- [Aufgaben]:
(a) Nenne alle Prozentangaben, die im Textauszug vorkommen.
(b) Wie viele Menschen bezogen laut Textauszug im Jahr 2010 staatliche Sozialhilfe?
(c) Schreibe aus dem Textauszug die Stelle ab, die mit „Laut dem Gesundheits- und“ beginnt und bis „Prozent Frauen sind.“ reicht.

Laut dem Gesundheits- und Sozialministerium erhielten 2,09 Millionen Menschen im Jahr 2010 staatliche Sozialhilfe. Das entsprach 1,64 Prozent der gesamten Landesbevölkerung. Nach Ansicht von Akiko Suzuki von der gemeinnützigen Obdachlosenhilfsorganisation 'Inclusive Net' gehen Abes Zielsetzungen an der Realität vorbei. Die zunehmende Verarmung von Frauen führt sie vor allem auf die steigende Zahl von Teilzeit- und Leiharbeitsstellen zurück. Vollzeitstellen in Unternehmen würden dadurch immer weiter abgebaut, sagt sie. In der Pflegebranche sind in Japan die meisten Teilzeitbeschäftigten tätig, von denen 90,5 Prozent Frauen sind.

Nach Erkenntnissen von Inclusive Net machen Frauen 20 Prozent der durchschnittlich rund 3.000 Personen aus, die jeden Monat wegen ihrer wirtschaftlichen Probleme bei der Organisation Hilfe suchen. Vor drei Jahren lag der Anteil noch bei weniger als zehn Prozent. "Manche Frauen sind verzweifelt. Da sie keine festen Stellen haben, wehren sie sich nicht gegen häusliche Gewalt und Diskriminierung am Arbeitsplatz."

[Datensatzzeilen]
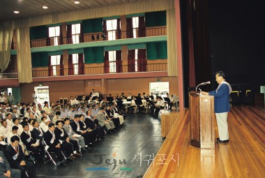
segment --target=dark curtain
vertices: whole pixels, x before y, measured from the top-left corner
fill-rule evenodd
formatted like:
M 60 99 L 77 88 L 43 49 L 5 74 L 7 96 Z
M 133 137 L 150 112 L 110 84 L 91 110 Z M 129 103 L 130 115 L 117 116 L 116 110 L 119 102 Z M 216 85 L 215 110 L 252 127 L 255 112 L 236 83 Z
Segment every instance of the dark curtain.
M 121 39 L 121 19 L 117 19 L 117 32 L 116 34 L 116 39 Z
M 83 31 L 83 24 L 80 23 L 80 36 L 79 37 L 79 42 L 84 43 L 84 31 Z
M 49 76 L 52 76 L 52 57 L 49 56 L 49 61 L 48 61 L 48 73 Z
M 188 29 L 188 77 L 189 77 L 189 87 L 195 87 L 196 86 L 195 82 L 195 66 L 194 61 L 194 48 L 193 48 L 193 30 L 192 30 L 192 10 L 193 6 L 188 6 L 187 7 L 187 29 Z
M 78 54 L 78 75 L 84 75 L 84 54 Z
M 139 49 L 138 50 L 138 72 L 146 72 L 146 50 Z
M 133 38 L 132 18 L 126 19 L 126 38 Z
M 106 40 L 107 40 L 107 22 L 106 20 L 103 20 L 103 34 L 106 36 Z
M 46 46 L 51 45 L 51 38 L 49 35 L 49 27 L 47 27 L 47 39 L 46 39 Z
M 121 50 L 116 51 L 116 72 L 122 73 Z
M 61 55 L 60 58 L 60 75 L 63 76 L 64 72 L 63 72 L 63 55 Z
M 144 17 L 139 17 L 138 37 L 145 37 Z
M 74 75 L 74 65 L 73 64 L 73 55 L 68 54 L 68 75 Z
M 63 45 L 63 31 L 61 29 L 61 26 L 60 26 L 60 39 L 59 39 L 59 45 Z
M 128 71 L 129 73 L 135 72 L 135 50 L 128 50 Z
M 211 60 L 209 47 L 208 1 L 190 1 L 188 8 L 191 12 L 190 28 L 192 29 L 190 43 L 193 40 L 193 54 L 195 83 L 211 80 Z M 190 32 L 191 33 L 191 32 Z M 189 43 L 189 54 L 192 59 L 192 43 Z M 192 65 L 192 64 L 191 64 Z M 191 71 L 192 68 L 190 68 Z M 192 71 L 190 71 L 190 73 Z M 206 87 L 210 87 L 206 86 Z M 209 90 L 209 89 L 206 89 Z
M 109 73 L 109 52 L 105 51 L 104 54 L 104 73 Z
M 73 44 L 72 24 L 68 24 L 67 25 L 66 43 L 67 43 L 67 44 Z

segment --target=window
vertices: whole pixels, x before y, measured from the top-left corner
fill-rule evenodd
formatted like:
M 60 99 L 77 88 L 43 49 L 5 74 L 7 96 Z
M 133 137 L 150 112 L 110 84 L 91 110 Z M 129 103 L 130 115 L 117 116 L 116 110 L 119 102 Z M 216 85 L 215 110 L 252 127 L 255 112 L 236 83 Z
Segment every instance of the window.
M 78 75 L 78 54 L 73 54 L 74 75 Z
M 80 24 L 72 24 L 73 44 L 80 43 Z
M 132 17 L 132 32 L 133 32 L 133 38 L 137 38 L 137 32 L 139 27 L 139 17 Z
M 117 29 L 117 20 L 106 20 L 108 40 L 116 40 L 116 31 Z
M 51 56 L 51 69 L 52 71 L 52 75 L 56 76 L 56 66 L 60 66 L 60 55 Z
M 109 51 L 109 73 L 116 73 L 116 51 Z
M 57 46 L 58 39 L 60 36 L 60 26 L 49 27 L 49 37 L 54 38 L 54 45 Z
M 138 71 L 138 49 L 135 49 L 135 72 Z

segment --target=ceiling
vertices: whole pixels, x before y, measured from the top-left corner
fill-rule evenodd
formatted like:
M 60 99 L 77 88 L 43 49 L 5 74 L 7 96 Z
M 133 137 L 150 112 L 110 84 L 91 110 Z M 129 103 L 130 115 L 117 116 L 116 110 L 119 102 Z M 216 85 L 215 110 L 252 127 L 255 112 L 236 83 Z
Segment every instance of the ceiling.
M 75 1 L 80 3 L 75 4 Z M 144 1 L 146 0 L 0 0 L 0 22 Z M 15 10 L 20 13 L 14 13 Z

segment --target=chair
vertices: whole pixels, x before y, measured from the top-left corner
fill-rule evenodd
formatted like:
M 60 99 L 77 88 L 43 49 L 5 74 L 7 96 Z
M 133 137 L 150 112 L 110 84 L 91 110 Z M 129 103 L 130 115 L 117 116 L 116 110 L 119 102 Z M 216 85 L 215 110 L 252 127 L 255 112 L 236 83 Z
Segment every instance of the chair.
M 146 103 L 146 107 L 144 107 L 143 110 L 142 110 L 144 113 L 148 113 L 149 112 L 149 103 Z
M 54 157 L 54 155 L 56 155 L 55 153 L 53 152 L 53 151 L 48 151 L 48 149 L 49 149 L 50 147 L 49 147 L 47 144 L 46 144 L 45 141 L 43 140 L 43 145 L 44 145 L 44 150 L 45 150 L 45 158 L 47 158 L 47 156 L 46 156 L 46 154 L 47 154 L 47 155 L 48 155 L 48 156 L 49 156 L 49 158 L 50 158 L 50 159 L 48 159 L 48 160 L 47 160 L 46 161 L 45 161 L 44 163 L 46 164 L 49 161 L 52 161 L 52 163 L 53 163 L 55 165 L 56 165 L 56 163 L 55 163 L 54 160 L 53 158 L 52 158 L 52 157 Z M 63 153 L 63 151 L 61 151 L 61 154 L 63 154 L 64 158 L 66 159 L 66 156 L 64 155 L 64 154 Z

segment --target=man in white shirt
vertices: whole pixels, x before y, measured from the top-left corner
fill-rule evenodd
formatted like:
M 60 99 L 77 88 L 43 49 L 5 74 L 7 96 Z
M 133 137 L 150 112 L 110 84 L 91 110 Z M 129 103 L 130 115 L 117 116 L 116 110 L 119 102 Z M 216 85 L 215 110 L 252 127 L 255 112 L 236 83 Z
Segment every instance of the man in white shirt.
M 6 102 L 6 98 L 5 96 L 3 96 L 3 94 L 0 94 L 0 104 L 4 104 L 4 103 Z

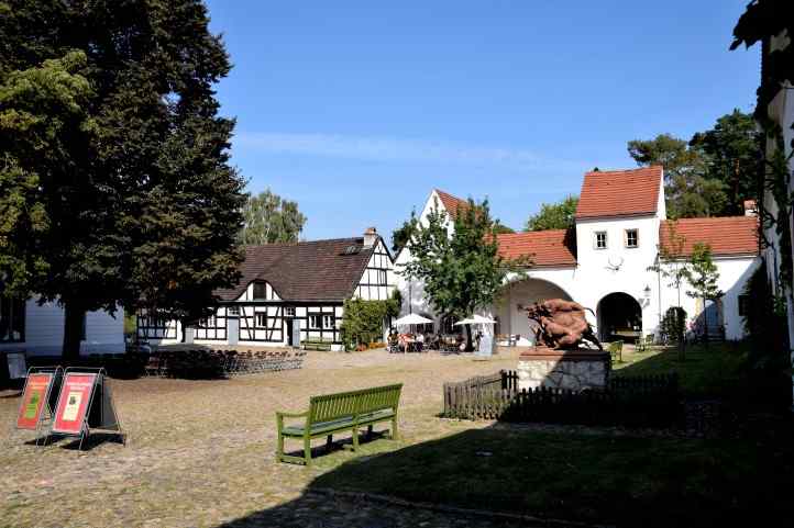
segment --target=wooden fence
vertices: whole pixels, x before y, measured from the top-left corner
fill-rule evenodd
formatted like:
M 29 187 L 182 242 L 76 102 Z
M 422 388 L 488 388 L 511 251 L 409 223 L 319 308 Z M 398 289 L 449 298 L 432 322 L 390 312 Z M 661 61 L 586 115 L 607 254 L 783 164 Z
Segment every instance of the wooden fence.
M 604 390 L 518 389 L 518 374 L 444 383 L 444 416 L 464 419 L 669 427 L 680 416 L 675 374 L 613 378 Z

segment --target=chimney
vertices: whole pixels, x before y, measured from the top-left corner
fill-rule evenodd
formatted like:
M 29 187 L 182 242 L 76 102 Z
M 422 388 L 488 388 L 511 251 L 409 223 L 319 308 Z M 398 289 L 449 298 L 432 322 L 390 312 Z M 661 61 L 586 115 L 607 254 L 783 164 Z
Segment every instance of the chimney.
M 745 216 L 758 216 L 756 200 L 745 200 Z
M 373 247 L 375 244 L 377 244 L 377 229 L 367 227 L 364 232 L 364 247 Z

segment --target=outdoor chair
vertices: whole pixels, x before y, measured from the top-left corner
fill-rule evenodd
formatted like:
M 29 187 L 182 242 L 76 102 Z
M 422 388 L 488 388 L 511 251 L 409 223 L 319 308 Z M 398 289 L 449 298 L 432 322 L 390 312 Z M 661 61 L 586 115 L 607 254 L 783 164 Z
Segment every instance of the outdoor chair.
M 649 334 L 646 337 L 640 337 L 637 339 L 637 351 L 638 352 L 647 352 L 651 349 L 653 346 L 653 334 Z

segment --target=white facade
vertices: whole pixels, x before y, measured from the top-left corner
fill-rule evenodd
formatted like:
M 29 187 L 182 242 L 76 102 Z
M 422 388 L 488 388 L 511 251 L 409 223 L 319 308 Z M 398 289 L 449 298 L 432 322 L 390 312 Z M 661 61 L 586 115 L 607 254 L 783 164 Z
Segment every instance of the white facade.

- [Antworten]:
(a)
1,64 Prozent
90,5 Prozent
20 Prozent
weniger als zehn Prozent

(b) 2,09 Millionen Menschen.

(c)
Laut dem Gesundheits- und Sozialministerium erhielten 2,09 Millionen Menschen im Jahr 2010 staatliche Sozialhilfe. Das entsprach 1,64 Prozent der gesamten Landesbevölkerung. Nach Ansicht von Akiko Suzuki von der gemeinnützigen Obdachlosenhilfsorganisation 'Inclusive Net' gehen Abes Zielsetzungen an der Realität vorbei. Die zunehmende Verarmung von Frauen führt sie vor allem auf die steigende Zahl von Teilzeit- und Leiharbeitsstellen zurück. Vollzeitstellen in Unternehmen würden dadurch immer weiter abgebaut, sagt sie. In der Pflegebranche sind in Japan die meisten Teilzeitbeschäftigten tätig, von denen 90,5 Prozent Frauen sind.